Written task →
Copy out the line containing "For the evaluation set, tag every instance of the roof" and each line after it, through the last one in the material, exactly as written.

** Start Material supplied **

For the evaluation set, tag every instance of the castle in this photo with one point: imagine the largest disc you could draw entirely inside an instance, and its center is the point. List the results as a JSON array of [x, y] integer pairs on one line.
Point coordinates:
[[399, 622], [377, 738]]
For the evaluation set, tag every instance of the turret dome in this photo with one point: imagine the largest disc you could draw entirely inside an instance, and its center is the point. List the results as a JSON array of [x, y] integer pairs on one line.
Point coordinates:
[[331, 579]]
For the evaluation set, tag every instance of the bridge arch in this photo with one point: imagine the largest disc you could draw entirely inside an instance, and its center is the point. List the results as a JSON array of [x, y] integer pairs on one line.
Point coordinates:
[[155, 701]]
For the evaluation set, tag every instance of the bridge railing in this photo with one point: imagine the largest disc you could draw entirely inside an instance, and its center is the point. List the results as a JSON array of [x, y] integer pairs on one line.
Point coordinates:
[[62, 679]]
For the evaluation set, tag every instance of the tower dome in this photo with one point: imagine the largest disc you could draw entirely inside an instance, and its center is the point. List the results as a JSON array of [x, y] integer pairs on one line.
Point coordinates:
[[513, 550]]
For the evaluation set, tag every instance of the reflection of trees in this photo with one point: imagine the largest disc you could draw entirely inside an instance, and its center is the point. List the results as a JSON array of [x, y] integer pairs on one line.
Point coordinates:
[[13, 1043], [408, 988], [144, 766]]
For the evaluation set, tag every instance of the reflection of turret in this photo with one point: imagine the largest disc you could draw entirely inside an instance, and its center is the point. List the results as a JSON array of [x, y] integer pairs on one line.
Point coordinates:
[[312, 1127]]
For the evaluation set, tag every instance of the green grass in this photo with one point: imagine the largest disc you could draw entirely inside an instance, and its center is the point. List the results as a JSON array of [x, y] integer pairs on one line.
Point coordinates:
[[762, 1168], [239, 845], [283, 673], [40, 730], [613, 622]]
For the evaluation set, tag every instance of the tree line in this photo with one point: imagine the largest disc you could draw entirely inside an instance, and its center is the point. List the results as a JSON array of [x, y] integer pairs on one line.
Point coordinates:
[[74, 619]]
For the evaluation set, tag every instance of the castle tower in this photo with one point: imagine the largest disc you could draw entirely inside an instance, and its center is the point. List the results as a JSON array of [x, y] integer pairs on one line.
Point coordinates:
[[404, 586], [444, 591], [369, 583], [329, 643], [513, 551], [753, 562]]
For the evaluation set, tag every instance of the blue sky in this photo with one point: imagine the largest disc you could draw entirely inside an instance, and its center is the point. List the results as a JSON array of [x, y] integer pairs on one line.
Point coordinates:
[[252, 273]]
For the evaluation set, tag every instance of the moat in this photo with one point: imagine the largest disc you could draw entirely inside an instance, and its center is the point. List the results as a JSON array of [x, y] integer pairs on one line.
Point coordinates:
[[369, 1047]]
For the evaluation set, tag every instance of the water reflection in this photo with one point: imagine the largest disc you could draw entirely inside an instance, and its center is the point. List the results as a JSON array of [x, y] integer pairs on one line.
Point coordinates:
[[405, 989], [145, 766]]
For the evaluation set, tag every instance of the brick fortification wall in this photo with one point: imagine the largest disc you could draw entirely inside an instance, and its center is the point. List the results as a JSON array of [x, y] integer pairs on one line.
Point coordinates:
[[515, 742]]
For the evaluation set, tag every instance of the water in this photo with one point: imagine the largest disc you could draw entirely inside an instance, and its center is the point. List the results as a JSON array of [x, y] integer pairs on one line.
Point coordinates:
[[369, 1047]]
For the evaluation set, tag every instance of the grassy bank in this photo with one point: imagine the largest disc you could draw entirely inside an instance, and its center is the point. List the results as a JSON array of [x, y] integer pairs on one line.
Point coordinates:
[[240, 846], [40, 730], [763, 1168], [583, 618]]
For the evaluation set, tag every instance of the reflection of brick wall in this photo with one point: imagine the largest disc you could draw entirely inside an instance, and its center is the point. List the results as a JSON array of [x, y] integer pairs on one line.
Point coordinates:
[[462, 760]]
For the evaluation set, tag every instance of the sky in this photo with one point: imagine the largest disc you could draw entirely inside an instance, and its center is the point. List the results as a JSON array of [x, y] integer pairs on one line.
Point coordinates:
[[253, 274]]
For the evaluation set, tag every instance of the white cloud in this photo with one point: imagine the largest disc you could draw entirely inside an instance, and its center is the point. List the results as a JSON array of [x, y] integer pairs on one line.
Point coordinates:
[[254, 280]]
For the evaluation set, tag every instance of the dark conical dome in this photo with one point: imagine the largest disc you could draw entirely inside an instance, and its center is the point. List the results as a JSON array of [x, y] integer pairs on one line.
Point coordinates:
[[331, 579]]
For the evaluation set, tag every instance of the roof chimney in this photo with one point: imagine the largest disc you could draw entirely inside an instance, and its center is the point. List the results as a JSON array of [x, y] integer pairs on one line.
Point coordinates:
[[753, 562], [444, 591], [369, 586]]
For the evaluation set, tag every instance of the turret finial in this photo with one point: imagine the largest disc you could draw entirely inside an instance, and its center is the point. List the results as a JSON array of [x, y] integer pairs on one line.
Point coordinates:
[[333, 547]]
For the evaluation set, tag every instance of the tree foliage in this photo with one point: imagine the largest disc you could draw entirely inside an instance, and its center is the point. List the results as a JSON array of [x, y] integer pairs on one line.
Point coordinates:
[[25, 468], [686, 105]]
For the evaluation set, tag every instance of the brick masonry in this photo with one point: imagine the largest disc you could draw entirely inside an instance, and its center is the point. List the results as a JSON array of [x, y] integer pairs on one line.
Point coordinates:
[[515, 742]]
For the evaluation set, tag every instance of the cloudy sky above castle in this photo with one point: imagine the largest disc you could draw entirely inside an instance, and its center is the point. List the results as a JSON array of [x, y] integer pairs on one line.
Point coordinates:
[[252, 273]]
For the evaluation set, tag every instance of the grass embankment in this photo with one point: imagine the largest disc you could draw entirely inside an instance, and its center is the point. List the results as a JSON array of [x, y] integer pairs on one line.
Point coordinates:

** End Material supplied **

Response to this task →
For the evaluation set, tag every instance of the roof chimney in this photo with one point: imagine the largest disc you could draw entirely inside an instance, and its center is the point. List the results as a JSON array of [x, y] integer pairs on one line.
Point coordinates:
[[753, 562], [444, 591], [369, 586]]
For the evaluation set, tag every instance of the turret finial in this photo with one point: imagine the largest disc you could draw entirely inside an instance, and its center is the point. List the results as a JSON array of [x, y] integer pairs on one line.
Point coordinates:
[[333, 547]]
For the evaluation set, tag every instance of the tree foliage in this photo with one point: imagine the largest disc you could draw entirely inside an instance, and its center is the point. List the results as a JSON array of [x, y] integer pairs on one line.
Point coordinates:
[[25, 468], [686, 105]]
For the evaluation set, tag every instance of the brick masonry in this photo with one point: imagine the largest disc you could draw entirely inside an instance, and its center is the point. List the results as a JSON array of [x, y] integer pairs on one line.
Point coordinates:
[[515, 742]]
For the evaluation set, tag every instance of the cloudy sky above castle in this photo with one point: imagine the largest disc you could draw entirely inside an instance, and its center is the point. List the results as a JSON array of [x, y] integer pairs on one line.
Point coordinates:
[[252, 273]]
For the evaluation set, tag every instance of the grass embankment in this photo with one point: imagine the largest disc you could draw entirely inside an instance, and its center is the point. List the results as a JSON array of [x, y] integer pairs on one line.
Point coordinates:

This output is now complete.